### [What you need to do]
For each line of the listing, output an exact copy.
---
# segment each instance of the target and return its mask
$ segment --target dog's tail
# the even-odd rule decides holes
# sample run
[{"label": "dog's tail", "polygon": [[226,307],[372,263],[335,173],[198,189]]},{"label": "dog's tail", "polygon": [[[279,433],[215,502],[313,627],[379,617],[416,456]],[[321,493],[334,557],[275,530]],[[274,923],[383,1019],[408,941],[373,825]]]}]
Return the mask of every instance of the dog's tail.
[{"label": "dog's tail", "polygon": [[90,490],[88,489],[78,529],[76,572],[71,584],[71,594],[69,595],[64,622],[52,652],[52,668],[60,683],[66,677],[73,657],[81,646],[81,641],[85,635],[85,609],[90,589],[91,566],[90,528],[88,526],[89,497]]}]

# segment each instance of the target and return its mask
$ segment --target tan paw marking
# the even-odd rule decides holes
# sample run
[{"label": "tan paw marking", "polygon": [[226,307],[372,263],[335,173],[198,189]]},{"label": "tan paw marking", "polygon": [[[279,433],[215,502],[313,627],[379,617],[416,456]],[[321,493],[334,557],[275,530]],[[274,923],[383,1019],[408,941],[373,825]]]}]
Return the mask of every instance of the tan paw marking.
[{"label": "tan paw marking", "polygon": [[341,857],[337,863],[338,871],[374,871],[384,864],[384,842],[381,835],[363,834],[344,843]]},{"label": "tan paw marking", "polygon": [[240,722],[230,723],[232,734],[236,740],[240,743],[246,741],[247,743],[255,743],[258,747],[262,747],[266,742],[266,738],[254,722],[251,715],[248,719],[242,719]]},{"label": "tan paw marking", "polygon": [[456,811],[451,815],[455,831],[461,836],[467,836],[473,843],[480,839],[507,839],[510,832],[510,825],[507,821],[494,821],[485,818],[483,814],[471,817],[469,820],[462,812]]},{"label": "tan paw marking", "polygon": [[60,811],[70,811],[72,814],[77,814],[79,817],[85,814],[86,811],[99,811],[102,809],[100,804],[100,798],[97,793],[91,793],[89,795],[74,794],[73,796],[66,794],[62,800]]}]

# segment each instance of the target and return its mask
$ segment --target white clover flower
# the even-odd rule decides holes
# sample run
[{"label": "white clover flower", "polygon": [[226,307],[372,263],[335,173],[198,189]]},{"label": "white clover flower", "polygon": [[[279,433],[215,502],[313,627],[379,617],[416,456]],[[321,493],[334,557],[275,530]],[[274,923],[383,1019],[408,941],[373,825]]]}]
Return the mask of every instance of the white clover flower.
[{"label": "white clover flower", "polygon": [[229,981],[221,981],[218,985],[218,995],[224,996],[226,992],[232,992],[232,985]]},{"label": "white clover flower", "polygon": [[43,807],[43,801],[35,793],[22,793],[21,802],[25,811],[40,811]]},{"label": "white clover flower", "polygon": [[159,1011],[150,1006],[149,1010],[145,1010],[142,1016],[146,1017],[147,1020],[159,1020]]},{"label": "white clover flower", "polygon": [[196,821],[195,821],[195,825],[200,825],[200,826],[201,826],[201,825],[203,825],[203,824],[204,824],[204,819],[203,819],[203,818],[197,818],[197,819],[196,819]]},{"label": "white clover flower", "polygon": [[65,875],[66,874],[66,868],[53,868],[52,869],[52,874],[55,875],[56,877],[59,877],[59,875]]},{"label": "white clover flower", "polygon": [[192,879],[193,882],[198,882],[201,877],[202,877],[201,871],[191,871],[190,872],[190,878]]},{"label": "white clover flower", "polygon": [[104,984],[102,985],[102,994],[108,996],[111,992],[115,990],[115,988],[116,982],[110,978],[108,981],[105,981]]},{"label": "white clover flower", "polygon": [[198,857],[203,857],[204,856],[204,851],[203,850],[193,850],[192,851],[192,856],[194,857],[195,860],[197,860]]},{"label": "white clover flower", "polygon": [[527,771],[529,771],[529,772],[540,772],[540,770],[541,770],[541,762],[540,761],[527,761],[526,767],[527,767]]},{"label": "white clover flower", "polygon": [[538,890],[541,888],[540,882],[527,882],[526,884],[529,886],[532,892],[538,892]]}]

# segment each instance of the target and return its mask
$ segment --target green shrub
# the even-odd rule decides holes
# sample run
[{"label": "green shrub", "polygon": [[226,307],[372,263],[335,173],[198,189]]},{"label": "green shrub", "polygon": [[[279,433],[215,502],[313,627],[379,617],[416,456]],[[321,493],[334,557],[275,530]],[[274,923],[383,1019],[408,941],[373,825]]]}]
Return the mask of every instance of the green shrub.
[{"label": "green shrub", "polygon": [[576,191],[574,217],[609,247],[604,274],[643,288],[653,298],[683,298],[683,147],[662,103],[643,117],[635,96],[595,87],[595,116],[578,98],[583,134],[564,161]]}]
---
### [Reply to the task]
# segment each instance of the target and return its mask
$ segment --target dog's tail
# the even-odd rule decides holes
# sample run
[{"label": "dog's tail", "polygon": [[226,307],[372,263],[335,173],[198,189]]},{"label": "dog's tail", "polygon": [[[279,433],[215,502],[313,627],[379,617],[416,456]],[[321,493],[334,557],[275,530]],[[274,923],[383,1019],[408,941],[373,825]]]}]
Return the mask of every instance of the dog's tail.
[{"label": "dog's tail", "polygon": [[90,490],[88,489],[78,529],[76,572],[71,584],[71,594],[69,595],[64,622],[52,652],[52,668],[60,683],[66,677],[73,657],[81,646],[81,641],[85,635],[85,609],[90,589],[91,566],[90,528],[88,526],[89,497]]}]

# segment each instance of the target and return its mask
$ segment --target tan paw marking
# the even-odd rule decides holes
# sample run
[{"label": "tan paw marking", "polygon": [[226,307],[372,263],[335,173],[198,189]]},{"label": "tan paw marking", "polygon": [[[279,433],[215,502],[313,627],[379,617],[416,456]],[[321,493],[334,557],[275,530]],[[274,923],[383,1019],[408,941],[373,825]]]}]
Return the mask of every instance of the tan paw marking.
[{"label": "tan paw marking", "polygon": [[341,857],[337,863],[338,871],[374,871],[384,864],[384,842],[381,835],[363,834],[344,843]]},{"label": "tan paw marking", "polygon": [[240,722],[230,723],[232,734],[236,740],[240,743],[246,741],[247,743],[255,743],[258,747],[262,747],[266,742],[266,738],[254,722],[251,715],[248,719],[242,719]]},{"label": "tan paw marking", "polygon": [[456,811],[451,815],[455,831],[461,836],[467,836],[473,843],[480,839],[507,839],[510,832],[510,825],[507,821],[494,821],[485,818],[483,814],[471,817],[469,820],[462,812]]},{"label": "tan paw marking", "polygon": [[60,811],[70,811],[72,814],[77,814],[79,817],[85,814],[86,811],[99,811],[102,809],[100,804],[100,798],[97,793],[91,793],[89,795],[74,794],[73,796],[66,794],[62,800]]}]

# segment each instance of the target and return its mask
$ segment --target white clover flower
# the even-odd rule decides holes
# sample run
[{"label": "white clover flower", "polygon": [[226,307],[372,263],[335,173],[198,189]]},{"label": "white clover flower", "polygon": [[[279,433],[215,502],[313,627],[379,617],[416,456]],[[321,493],[334,557],[275,530]],[[274,923],[383,1019],[408,941],[373,825]]]}]
Return the mask of every instance of the white clover flower.
[{"label": "white clover flower", "polygon": [[229,981],[221,981],[218,985],[218,995],[224,996],[226,992],[232,992],[232,985]]},{"label": "white clover flower", "polygon": [[43,807],[43,801],[35,793],[22,793],[21,802],[25,811],[40,811]]},{"label": "white clover flower", "polygon": [[159,1011],[150,1006],[149,1010],[145,1010],[142,1016],[146,1017],[147,1020],[159,1020]]},{"label": "white clover flower", "polygon": [[196,821],[195,821],[195,825],[200,825],[200,826],[201,826],[201,825],[203,825],[203,824],[204,824],[204,819],[203,819],[203,818],[197,818],[197,819],[196,819]]},{"label": "white clover flower", "polygon": [[65,875],[66,874],[66,868],[53,868],[52,869],[52,874],[55,875],[56,877],[59,877],[59,875]]},{"label": "white clover flower", "polygon": [[192,879],[193,882],[198,882],[201,877],[202,877],[201,871],[191,871],[190,872],[190,878]]},{"label": "white clover flower", "polygon": [[104,984],[102,985],[102,994],[108,996],[111,992],[115,990],[115,988],[116,982],[110,978],[108,981],[105,981]]},{"label": "white clover flower", "polygon": [[198,857],[203,857],[204,856],[204,851],[203,850],[193,850],[192,851],[192,856],[194,857],[195,860],[197,860]]},{"label": "white clover flower", "polygon": [[527,771],[529,771],[529,772],[540,772],[540,770],[541,770],[541,762],[540,761],[527,761],[526,767],[527,767]]},{"label": "white clover flower", "polygon": [[538,890],[541,888],[540,882],[527,882],[526,884],[529,886],[532,892],[538,892]]}]

# segment each instance of the target and return its mask
$ segment --target green shrub
# the even-odd rule decides holes
# sample run
[{"label": "green shrub", "polygon": [[226,307],[372,263],[335,173],[198,189]]},{"label": "green shrub", "polygon": [[[279,433],[215,502],[313,627],[379,617],[416,456]],[[321,493],[334,557],[275,530]],[[274,923],[383,1019],[408,941],[373,825]]]}]
Return the mask of every instance of the green shrub.
[{"label": "green shrub", "polygon": [[576,191],[574,217],[609,247],[604,274],[643,288],[653,298],[683,298],[683,147],[662,103],[643,117],[635,96],[595,87],[595,116],[578,98],[583,134],[564,161]]}]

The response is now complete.